#### Provided records

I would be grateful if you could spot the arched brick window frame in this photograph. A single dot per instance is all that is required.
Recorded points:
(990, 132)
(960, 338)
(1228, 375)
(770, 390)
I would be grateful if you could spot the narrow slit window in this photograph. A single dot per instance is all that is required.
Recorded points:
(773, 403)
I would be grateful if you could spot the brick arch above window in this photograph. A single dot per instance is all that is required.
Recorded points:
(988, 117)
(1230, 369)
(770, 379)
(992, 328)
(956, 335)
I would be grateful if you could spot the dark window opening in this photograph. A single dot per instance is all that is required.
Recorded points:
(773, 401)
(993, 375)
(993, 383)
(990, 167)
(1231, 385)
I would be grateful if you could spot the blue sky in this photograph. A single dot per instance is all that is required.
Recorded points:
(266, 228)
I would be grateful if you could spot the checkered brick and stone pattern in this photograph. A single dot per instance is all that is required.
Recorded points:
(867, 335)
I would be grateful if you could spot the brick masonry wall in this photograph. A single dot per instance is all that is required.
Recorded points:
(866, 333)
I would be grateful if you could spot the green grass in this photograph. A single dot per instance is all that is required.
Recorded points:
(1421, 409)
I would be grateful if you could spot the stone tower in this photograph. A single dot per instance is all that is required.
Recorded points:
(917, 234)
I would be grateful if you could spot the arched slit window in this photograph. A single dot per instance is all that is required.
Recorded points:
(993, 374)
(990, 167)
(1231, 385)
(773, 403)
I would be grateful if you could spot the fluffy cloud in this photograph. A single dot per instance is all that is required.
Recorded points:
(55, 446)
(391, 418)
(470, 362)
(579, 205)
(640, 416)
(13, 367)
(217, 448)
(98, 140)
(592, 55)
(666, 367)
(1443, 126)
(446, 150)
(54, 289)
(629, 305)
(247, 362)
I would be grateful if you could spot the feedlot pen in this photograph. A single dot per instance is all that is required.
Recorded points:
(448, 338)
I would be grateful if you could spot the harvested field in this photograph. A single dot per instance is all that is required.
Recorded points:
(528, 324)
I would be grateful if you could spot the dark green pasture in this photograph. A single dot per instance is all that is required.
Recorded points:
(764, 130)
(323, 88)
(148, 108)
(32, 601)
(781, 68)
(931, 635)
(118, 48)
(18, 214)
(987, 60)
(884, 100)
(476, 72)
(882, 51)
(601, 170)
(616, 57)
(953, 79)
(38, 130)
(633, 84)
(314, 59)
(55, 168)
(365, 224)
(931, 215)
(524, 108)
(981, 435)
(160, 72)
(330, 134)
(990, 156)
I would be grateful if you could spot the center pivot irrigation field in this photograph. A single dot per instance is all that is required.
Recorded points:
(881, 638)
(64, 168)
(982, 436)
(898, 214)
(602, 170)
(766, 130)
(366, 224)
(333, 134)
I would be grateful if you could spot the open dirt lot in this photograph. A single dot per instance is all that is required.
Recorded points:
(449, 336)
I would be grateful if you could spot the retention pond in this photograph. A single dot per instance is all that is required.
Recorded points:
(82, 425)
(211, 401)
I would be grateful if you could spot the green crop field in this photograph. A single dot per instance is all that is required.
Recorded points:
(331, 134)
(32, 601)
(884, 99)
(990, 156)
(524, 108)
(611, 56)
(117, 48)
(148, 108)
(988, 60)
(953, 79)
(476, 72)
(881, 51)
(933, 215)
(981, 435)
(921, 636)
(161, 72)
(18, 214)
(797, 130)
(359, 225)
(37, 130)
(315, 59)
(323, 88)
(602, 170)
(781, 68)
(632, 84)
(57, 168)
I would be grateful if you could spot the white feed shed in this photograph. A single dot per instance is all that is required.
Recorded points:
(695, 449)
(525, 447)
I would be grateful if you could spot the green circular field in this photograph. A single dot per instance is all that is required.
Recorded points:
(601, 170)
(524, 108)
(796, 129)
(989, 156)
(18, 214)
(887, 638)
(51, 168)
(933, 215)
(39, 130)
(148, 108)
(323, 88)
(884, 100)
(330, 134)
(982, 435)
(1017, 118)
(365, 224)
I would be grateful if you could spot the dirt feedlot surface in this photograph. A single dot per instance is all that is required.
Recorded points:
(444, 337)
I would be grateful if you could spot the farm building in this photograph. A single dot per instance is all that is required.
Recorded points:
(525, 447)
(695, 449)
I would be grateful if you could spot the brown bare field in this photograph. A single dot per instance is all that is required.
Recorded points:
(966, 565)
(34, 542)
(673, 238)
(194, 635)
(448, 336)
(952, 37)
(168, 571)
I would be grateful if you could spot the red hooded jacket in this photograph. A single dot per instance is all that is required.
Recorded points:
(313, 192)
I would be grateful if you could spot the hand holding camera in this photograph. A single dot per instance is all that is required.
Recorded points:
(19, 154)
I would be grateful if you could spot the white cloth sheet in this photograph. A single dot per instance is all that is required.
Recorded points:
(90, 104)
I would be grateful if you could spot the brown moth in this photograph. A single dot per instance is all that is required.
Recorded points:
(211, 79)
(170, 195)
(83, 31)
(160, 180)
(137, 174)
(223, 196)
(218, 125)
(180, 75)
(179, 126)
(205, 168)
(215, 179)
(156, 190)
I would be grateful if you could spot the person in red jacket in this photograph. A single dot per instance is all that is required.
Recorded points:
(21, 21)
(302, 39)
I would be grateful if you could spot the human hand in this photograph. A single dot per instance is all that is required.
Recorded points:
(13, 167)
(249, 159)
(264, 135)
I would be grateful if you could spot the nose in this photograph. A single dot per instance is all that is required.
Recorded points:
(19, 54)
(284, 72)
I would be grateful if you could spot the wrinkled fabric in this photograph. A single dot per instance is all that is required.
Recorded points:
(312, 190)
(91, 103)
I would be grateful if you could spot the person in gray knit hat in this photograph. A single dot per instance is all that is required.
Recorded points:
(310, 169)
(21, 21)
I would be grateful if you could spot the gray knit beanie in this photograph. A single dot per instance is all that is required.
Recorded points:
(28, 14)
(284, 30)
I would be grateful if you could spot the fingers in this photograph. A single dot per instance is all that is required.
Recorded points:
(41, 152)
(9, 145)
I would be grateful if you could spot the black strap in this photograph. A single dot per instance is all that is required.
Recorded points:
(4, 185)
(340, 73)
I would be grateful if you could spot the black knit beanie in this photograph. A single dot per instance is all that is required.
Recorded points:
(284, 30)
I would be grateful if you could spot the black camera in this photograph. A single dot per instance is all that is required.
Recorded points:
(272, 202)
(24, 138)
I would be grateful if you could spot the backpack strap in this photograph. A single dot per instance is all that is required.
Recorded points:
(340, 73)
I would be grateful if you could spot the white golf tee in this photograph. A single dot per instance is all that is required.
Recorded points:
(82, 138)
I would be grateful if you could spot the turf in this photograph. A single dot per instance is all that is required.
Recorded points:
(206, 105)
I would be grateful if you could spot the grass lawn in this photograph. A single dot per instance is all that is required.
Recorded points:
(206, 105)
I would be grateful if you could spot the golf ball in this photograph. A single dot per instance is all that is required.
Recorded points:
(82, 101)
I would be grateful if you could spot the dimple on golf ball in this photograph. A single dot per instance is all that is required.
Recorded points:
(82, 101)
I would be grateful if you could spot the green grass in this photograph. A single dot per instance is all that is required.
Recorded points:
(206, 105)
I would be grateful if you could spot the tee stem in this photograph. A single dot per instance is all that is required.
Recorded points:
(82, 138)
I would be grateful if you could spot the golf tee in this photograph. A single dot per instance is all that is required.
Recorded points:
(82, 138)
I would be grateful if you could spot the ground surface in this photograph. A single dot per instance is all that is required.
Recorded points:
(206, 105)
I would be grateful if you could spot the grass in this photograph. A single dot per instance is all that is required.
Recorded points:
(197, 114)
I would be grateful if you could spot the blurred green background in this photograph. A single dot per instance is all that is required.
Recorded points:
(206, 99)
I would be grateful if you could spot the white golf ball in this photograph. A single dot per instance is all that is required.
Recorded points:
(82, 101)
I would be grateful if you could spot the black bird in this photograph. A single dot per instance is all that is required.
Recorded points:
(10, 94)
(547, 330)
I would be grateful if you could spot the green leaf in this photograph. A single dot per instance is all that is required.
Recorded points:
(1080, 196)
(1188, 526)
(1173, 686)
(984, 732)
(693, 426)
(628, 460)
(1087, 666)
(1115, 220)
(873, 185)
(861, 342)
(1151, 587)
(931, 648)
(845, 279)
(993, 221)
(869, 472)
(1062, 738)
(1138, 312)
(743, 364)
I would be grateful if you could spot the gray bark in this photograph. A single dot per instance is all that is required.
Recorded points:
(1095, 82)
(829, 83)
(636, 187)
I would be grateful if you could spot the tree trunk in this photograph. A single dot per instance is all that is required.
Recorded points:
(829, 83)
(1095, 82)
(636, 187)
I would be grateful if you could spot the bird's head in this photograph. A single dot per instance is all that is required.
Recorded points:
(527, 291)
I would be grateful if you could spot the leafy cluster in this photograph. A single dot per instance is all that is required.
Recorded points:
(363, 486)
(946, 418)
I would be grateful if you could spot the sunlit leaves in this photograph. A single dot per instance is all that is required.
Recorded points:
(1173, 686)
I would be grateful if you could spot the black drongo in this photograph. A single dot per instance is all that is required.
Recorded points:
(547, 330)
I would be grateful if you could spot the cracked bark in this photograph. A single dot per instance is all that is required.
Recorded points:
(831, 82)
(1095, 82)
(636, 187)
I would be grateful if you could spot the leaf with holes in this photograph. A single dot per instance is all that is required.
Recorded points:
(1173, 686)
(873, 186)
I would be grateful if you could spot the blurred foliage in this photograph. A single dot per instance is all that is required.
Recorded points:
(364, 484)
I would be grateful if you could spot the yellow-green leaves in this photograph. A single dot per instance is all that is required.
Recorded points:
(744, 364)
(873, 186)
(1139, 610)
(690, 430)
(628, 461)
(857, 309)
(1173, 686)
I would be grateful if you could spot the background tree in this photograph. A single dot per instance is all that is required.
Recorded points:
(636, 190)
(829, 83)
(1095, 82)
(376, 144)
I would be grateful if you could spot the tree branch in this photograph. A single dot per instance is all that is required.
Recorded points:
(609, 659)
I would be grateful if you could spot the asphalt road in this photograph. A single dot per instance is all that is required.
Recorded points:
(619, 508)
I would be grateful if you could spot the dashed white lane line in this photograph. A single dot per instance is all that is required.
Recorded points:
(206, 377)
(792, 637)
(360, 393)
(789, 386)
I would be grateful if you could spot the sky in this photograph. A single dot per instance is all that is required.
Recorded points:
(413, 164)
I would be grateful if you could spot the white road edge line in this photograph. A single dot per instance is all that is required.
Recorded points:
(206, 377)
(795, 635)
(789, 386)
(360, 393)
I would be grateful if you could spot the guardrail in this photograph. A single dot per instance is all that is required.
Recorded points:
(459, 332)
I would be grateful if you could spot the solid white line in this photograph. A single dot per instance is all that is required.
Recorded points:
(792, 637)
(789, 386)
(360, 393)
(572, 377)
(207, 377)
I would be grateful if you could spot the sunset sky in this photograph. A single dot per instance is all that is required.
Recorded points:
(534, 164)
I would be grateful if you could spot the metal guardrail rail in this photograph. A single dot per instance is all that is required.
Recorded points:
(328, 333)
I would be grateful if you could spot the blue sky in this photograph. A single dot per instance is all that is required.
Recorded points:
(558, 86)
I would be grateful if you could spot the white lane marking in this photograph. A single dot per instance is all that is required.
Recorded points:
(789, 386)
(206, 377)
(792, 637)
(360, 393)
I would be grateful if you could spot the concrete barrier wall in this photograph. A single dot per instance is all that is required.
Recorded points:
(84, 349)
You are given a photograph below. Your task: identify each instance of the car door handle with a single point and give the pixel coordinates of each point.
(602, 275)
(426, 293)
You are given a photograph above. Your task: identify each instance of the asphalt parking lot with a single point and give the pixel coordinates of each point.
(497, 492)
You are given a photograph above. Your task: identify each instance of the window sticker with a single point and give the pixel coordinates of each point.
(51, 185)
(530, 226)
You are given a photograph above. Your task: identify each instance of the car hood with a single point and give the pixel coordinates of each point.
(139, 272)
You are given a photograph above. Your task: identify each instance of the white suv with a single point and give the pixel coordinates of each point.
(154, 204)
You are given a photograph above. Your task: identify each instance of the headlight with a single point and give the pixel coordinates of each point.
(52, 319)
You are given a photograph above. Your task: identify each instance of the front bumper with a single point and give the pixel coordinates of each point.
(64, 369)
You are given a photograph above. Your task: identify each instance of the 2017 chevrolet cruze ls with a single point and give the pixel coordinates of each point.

########

What is needed = Repeat exactly the lines above from the line that contains "I would be grateful if you could spot the metal" through the end. Include both of these ends; leave out everything else.

Response below =
I would be grateful if you could spot the metal guardrail rail in this photograph. A single dot per instance is all that is required.
Recorded points:
(328, 333)
I would be grateful if you could spot the blue sky in this photograph. A single dot per instance is all that is required.
Recorded points:
(558, 86)
I would be grateful if you could spot the white lane marking in this photograph. A single dot per instance is all that is required.
Recorded points:
(789, 386)
(206, 377)
(792, 637)
(360, 393)
I would be grateful if you could spot the concrete barrier wall in this photograph. A single dot per instance is all that is required.
Recorded points:
(84, 349)
You are given a photograph below. Your task: identify each instance of the car door handle with a single point and give the pixel coordinates of each point.
(602, 275)
(426, 293)
You are given a photograph above. Your task: identify each instance of the asphalt parking lot with a single point and give the pixel coordinates of each point.
(497, 492)
You are given a photograph above. Your task: identify each instance of the window sticker with a single point and give the pixel coordinates of each point.
(51, 185)
(530, 226)
You are given a photograph above. Your task: identify each instance of the car hood with a single point and give the pixel coordinates of each point.
(139, 272)
You are given a photograph above. Your task: identify each instance of the white suv with a single point and give the pixel coordinates of each point.
(154, 204)
You are given a photograph above. Your task: identify each instance of the headlight with a single point and give the pixel coordinates of each point.
(52, 319)
You are given a photograph above. Your task: identify each instance of the front bumper with a single point and give the pixel coordinates of each point.
(64, 369)
You are given a photograph above. Your task: identify each instance of the 2017 chevrolet cruze ls with a single point and give the pixel coordinates of each point.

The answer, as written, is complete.